▸ **Excerpt provided**
....................

Review: Ira Sach's "Little Men"

This review was originally published in Nathaniel's column at Towleroad

Feeling fatigued by summer movie season's emphasis on loud and flashy but ultimately empty spectacles? You're in luck. Little Men, now playing in limited release, is the perfect antidote: quiet but insightful, memorable and substantive. It's not a spectacle by any means but you should still see it inside the movie theater because it's the kind of careful storytelling that benefits from being fully inside of it. Getting lost in a story is much easier to accomplish in the pages of a great novel or the dark of a movie theater than if you wait around to Netflix and chill. The movie comes to us from one of our best LGBT directors, Ira Sachs. The New York based writer/director made his feature debut 20 years ago with The Delta (1996) but recently he's been on quite a roll.

....................

▸ **Given request**
Copy the passage from the review of "Little Men" word for word, from "Review: Ira Sach's" to "quite a roll.".

▸ **Data**
....................

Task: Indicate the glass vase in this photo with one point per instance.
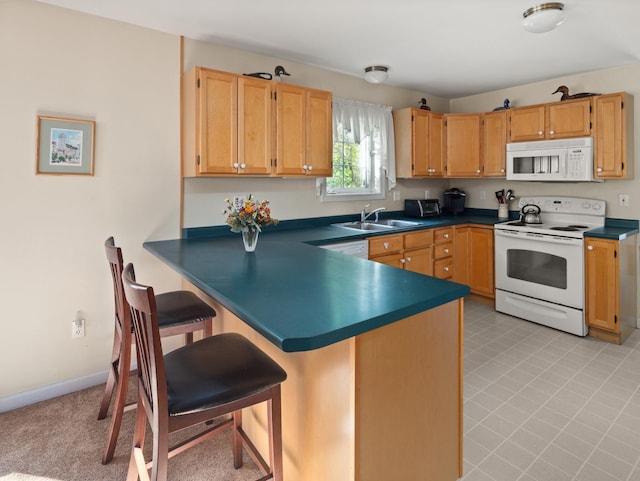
(250, 239)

....................

▸ **Response to this task**
Review: Ira Sach's "Little Men"

This review was originally published in Nathaniel's column at Towleroad

Feeling fatigued by summer movie season's emphasis on loud and flashy but ultimately empty spectacles? You're in luck. Little Men, now playing in limited release, is the perfect antidote: quiet but insightful, memorable and substantive. It's not a spectacle by any means but you should still see it inside the movie theater because it's the kind of careful storytelling that benefits from being fully inside of it. Getting lost in a story is much easier to accomplish in the pages of a great novel or the dark of a movie theater than if you wait around to Netflix and chill. The movie comes to us from one of our best LGBT directors, Ira Sachs. The New York based writer/director made his feature debut 20 years ago with The Delta (1996) but recently he's been on quite a roll.